Stored data:
## begin

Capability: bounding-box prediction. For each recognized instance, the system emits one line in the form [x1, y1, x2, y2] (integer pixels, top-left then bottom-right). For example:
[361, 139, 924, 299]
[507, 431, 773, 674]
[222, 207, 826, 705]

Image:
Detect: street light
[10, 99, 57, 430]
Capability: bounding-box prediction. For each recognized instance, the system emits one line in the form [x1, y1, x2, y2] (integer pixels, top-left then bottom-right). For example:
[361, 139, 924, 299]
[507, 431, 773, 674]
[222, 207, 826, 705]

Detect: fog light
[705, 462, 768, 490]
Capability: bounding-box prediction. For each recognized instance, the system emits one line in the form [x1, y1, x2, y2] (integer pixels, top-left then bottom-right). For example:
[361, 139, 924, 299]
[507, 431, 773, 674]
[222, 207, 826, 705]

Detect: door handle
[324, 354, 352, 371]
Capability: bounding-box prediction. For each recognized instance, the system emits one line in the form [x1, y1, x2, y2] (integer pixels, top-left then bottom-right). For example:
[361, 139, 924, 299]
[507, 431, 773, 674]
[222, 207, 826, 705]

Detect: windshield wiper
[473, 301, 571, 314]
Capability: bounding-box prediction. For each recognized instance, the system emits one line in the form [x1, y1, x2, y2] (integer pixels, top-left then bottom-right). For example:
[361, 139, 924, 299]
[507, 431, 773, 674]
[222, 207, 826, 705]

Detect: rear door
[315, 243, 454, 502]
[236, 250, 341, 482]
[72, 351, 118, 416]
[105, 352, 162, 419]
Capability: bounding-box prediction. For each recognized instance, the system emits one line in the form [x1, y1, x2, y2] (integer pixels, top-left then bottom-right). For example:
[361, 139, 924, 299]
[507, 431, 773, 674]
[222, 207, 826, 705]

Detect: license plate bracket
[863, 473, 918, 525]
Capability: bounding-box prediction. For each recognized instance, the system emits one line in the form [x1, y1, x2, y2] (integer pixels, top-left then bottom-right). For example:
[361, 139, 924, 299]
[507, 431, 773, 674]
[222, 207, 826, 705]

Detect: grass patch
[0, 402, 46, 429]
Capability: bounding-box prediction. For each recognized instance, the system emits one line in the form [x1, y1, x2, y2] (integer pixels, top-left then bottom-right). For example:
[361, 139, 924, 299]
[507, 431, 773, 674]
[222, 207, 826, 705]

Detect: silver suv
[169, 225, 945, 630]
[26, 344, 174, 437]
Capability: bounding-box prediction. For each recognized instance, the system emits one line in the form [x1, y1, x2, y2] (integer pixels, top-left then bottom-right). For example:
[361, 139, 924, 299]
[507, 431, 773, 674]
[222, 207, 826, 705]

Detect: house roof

## end

WHAT YOU SHOULD DO: Please copy the rows above word for word, all of them.

CORRECT RESULT:
Capability: bounding-box prediction. For each recognized instance, the system emits one line in the form [x1, y1, x2, y2] (integer pixels, top-left then bottom-right). For example:
[361, 139, 924, 299]
[507, 431, 773, 674]
[222, 207, 826, 705]

Image:
Detect: street light
[10, 99, 57, 430]
Capability: bounding-box prediction. For each recognized instance, the system emits one line in the form [x1, y1, x2, y2] (integer pixels, top-left then bottom-right). For example:
[361, 139, 924, 299]
[507, 431, 773, 674]
[222, 207, 826, 705]

Detect: fog light
[705, 462, 768, 490]
Capability: bounding-box prediction. For each recognized instance, the system emits one line in the form [x1, y1, x2, y2] (integer pixels, top-left then bottom-right). For example:
[361, 139, 924, 299]
[507, 431, 773, 674]
[222, 207, 826, 705]

Detect: door handle
[324, 354, 352, 371]
Capability: bounding-box prediction. For each recognized instance, the system emits one line in the form [x1, y1, x2, y2] (integer pixels, top-left then bottom-right). For example:
[361, 139, 924, 299]
[507, 431, 773, 674]
[222, 207, 826, 705]

Detect: windshield wiper
[473, 301, 571, 314]
Capability: bounding-box prediction. For each recognized instance, the system emits one line in the form [x1, y1, x2, y2] (integer pixels, top-left then bottom-right). For example:
[361, 139, 924, 299]
[507, 431, 773, 674]
[222, 207, 826, 705]

Detect: rear door
[315, 243, 454, 502]
[236, 250, 341, 482]
[72, 351, 118, 416]
[105, 352, 162, 419]
Capability: bounding-box prediction. For each recognized instance, the system emits one line in the form [x1, y1, x2, y2] (integer pixels, top-left then bottom-right). For example:
[361, 139, 924, 299]
[507, 431, 773, 674]
[222, 207, 826, 705]

Detect: license plate bracket
[863, 473, 918, 525]
Capability: bounding-box prediction. For each recognized instance, the system emits one line in the form [x1, y1, x2, y2] (integer pixels, top-left then bottom-right). For example:
[361, 139, 924, 299]
[507, 431, 773, 674]
[222, 207, 826, 705]

Detect: grass patch
[0, 402, 46, 429]
Capability: bounding-box prediction. For each recognized instance, the system emits one line in the form [x1, y1, x2, y2] (integer pixels, top-left then bottom-right). For example:
[361, 139, 924, 299]
[507, 431, 773, 674]
[222, 207, 826, 705]

Detect: silver suv
[169, 225, 945, 630]
[26, 344, 174, 437]
Capability: bounding-box prediction. For each recognized instance, the system emits one line in the form [x1, y1, x2, y2] (integer pixels, top-left then bottom-right). For example:
[361, 139, 924, 299]
[507, 431, 773, 674]
[222, 207, 826, 705]

Detect: house roof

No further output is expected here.